— start Passage shown —

From an acoustical standpoint, Bayside Chapel’s new worship center would prove to be a challenging environment. The multipurpose "gymnatorium" accommodated several groups throughout the week in addition to the Sunday worshippers

All-Purpose Auditorium at Bayside Chapel Uses Danley Sound Labs

Aug 3, 2006 8:00 AM

In 2000, when Bayside Chapel in Barnegat, N.J., was making plans for a new church building, Bayside’s technical director Bob Seibel put in a call to consultant Tom Young of Electroacoustic Design Services in Oxford, Conn. Six years later, the church completed the long journey of fundraising, breaking ground, and construction by installing a new sound system featuring Danley Sound Labs loudspeakers. The sound system went live in June 2006.

“When we first met, Bayside Chapel was renting a local high school auditorium, but were in the initial planning stages for their own church,” says Young. “Around the time, I had listened to several new loudspeakers designed by Tom Danley and was impressed with the pattern control, the phase response, and their very natural sound quality. I’ve kept tabs on his designs ever since.” Several years ago, Young was given the opportunity to design and commission his first church project using Danley’s loudspeakers, further cementing his impressions of the innovative designs.

Bayside Chapel is an independent, non-denominational Bible teaching church whose primary need for sound reinforcement was for the Sunday morning praise and worship service. The programs consisted of spoken word as well as a band playing live, contemporary Christian music onstage. From an acoustical standpoint, the new worship center would prove to be a challenging environment. The multipurpose “gymnatorium” accommodated several groups throughout the week in addition to the Sunday worshippers. “The room itself is used for worship on the weekend, but it is also used for basketball games, as well as other athletic and non-athletic events on weekdays,” says Young. “The peripheral classrooms are used for Bible study and other meeting purposes.”

The worship center/multipurpose room measures 100’x70’x30’. The reverberant steel-framed structure features highly reflective cinder block wall, which Young identified during the design phase as in need of acoustic treatment. Although these treatments were postponed due to construction budget restraints, Young was able to provide the church with specially designed carpeting that could withstand the wear-and-tear of sports games. And he also reviewed a selection of portable seating for its acoustic properties. The stage area and future baptismal are located in a recessed area on the long wall. For worship services, an 8ft. deep platform extension is added to the front of the stage. The 850-member congregation sits on the portable chairs for worship service in a fan shape surrounding the stage. During the design phase of the building, Young was also involved in reviewing the design of the air-handling systems in an effort to reduce audible noise.

— end Passage shown —

## Tasks to perform
1/ According to the Bayside Chapel article, in what month and year did the new sound system go live?
2/ List every person named in the Bayside Chapel article.
3/ Pick up the Bayside Chapel sound system article after its final sentence and continue it.
None of this work draws on the rows that come next.

— start Data lines —

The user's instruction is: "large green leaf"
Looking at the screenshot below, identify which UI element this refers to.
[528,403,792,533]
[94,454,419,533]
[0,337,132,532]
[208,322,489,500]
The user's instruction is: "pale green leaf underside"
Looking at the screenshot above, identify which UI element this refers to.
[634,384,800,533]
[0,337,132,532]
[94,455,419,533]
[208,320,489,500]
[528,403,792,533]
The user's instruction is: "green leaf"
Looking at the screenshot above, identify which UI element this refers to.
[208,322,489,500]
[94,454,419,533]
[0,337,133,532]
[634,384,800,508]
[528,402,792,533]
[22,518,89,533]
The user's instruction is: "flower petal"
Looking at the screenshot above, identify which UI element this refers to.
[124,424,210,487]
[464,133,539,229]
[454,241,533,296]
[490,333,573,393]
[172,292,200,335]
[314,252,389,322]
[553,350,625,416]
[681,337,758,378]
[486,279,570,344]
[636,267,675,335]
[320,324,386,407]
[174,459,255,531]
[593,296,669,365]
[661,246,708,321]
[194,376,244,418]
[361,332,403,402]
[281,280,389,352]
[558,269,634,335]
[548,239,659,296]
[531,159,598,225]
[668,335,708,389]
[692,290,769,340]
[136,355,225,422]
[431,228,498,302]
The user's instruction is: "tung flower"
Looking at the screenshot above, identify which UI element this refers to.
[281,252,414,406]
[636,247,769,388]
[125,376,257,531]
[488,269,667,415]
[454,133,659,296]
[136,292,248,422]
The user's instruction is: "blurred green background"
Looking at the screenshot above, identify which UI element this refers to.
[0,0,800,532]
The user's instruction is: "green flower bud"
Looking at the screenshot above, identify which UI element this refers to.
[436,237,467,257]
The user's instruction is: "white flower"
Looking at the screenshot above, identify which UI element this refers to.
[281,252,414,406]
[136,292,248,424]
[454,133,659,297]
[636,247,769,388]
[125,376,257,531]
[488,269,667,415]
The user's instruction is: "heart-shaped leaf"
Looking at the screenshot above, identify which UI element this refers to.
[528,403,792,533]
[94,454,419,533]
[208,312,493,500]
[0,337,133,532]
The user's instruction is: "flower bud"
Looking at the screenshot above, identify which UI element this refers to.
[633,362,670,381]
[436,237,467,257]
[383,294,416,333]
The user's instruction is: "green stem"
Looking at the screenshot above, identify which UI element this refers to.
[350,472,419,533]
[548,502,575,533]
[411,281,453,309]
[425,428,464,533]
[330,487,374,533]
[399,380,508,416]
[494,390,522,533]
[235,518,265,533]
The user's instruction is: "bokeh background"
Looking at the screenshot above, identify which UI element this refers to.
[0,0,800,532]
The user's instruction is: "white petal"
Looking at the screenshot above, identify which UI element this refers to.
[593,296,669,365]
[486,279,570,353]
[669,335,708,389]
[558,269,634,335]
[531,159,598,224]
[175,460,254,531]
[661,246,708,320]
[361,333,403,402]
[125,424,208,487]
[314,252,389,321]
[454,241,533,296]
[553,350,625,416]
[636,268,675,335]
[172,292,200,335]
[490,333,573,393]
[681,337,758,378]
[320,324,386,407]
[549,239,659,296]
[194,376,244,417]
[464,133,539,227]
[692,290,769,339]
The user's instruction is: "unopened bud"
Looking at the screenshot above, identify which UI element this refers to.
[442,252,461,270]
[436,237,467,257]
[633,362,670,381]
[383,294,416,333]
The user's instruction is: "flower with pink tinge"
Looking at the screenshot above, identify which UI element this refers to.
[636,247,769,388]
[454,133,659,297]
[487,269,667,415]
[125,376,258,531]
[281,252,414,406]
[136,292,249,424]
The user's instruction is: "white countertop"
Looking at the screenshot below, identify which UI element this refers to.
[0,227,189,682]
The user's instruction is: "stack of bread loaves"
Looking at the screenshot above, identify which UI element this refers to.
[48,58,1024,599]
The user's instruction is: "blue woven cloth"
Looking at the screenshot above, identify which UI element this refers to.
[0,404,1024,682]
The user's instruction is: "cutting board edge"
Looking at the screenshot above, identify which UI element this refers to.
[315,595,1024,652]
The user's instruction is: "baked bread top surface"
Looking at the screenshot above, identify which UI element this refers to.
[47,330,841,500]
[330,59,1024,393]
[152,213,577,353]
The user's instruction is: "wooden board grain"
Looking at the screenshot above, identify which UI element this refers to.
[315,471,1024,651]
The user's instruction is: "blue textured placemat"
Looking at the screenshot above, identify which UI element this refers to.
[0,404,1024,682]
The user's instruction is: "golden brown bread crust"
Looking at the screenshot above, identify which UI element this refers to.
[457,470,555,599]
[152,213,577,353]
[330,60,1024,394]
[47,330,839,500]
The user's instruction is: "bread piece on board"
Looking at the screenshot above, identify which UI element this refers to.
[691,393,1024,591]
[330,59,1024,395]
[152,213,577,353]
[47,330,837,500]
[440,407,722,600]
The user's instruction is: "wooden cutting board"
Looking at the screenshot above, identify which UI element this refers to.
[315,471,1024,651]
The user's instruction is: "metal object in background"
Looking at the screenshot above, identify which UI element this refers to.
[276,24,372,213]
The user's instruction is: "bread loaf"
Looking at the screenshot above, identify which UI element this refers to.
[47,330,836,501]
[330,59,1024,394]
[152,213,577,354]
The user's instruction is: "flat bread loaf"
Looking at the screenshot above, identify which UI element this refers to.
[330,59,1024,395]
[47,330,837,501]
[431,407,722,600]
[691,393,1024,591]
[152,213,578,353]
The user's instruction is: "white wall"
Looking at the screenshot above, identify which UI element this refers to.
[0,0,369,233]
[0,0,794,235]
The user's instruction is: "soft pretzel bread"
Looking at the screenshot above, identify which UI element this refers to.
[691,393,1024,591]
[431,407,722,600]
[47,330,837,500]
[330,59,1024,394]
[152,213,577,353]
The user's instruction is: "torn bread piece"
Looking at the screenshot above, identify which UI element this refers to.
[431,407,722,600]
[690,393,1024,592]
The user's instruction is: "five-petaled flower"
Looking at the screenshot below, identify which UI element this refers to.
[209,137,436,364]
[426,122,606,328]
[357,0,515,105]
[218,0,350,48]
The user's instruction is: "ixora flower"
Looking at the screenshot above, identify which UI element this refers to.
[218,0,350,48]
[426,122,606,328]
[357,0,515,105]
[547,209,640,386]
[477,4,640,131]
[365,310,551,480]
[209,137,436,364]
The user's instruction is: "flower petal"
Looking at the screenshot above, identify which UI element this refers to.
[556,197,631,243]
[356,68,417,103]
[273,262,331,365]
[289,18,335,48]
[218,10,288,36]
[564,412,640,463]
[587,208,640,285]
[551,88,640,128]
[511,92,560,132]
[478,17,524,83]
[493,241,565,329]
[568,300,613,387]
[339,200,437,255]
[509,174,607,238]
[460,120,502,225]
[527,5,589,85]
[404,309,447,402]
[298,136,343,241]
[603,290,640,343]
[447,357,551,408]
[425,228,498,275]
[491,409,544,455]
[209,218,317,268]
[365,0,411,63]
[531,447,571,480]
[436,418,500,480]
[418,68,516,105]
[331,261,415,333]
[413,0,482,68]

— end Data lines —

## Answers given
1/ June 2006

2/ Bob Seibel, Tom Young, Tom Danley

3/
Young’s electroacoustic design is based on a mono system split into three clusters flown over the stage. He added: “This ‘exploded’ configuration was chosen to minimize lobing that occurs with any loudspeaker product when you group so many boxes into a single, more tightly packed cluster. The specific Danley loudspeakers were selected and positioned to provide sound coverage to the floor without projecting onto and reflecting off the cinder block walls.”

The cluster hung at center stage features two Danley Sound Labs SH-50 full-range loudspeakers with 50×50 Synergy Horn configurations and 2×2 installation hardware. The SH-50 is suitable for applications with high SPL and low distortion sound reproduction such as Bayside Chapel. The outer two clusters feature one SH-50 in each, coupled with one Danley TH-112 tapped-horn subwoofer mounted above. The TH-112’s compact design allowed for the subs to be flown rather than stacked, thus saving precious floor space and eliminating the need to build soffits in order to hide them under or near the stage. Mounted underneath each of the three clusters is one Danley SH-50DF full-range downfill loudspeaker with 100×50 Synergy Horn configuration and 2×2 installation hardware.

The rigging system was fabricated and supplied by Mike Akrep at Polar Focus, who was also hired to conduct the actual cluster rigging on site. Loudspeaker system signal processing is handled by a Biamp AudiaFlex processing platform. To ensure against any power surges or spikes, the sound system uses a SurgeX sequential power and surge protection system.

After the system was hung and confirmed in early June, Young returned to the church to tune the system. He then visited in mid-June to further fine tune the listening experience, train the sound crew, conduct sound checks, and attend the first service held in Bayside’s new worship center. He recounted: “The opening service at Bayside Chapel went flawlessly. I received a large number of very positive reviews following this service. Many said it was the best church sound they have ever heard. In addition, the band and sound crew are continually raving about their new system.”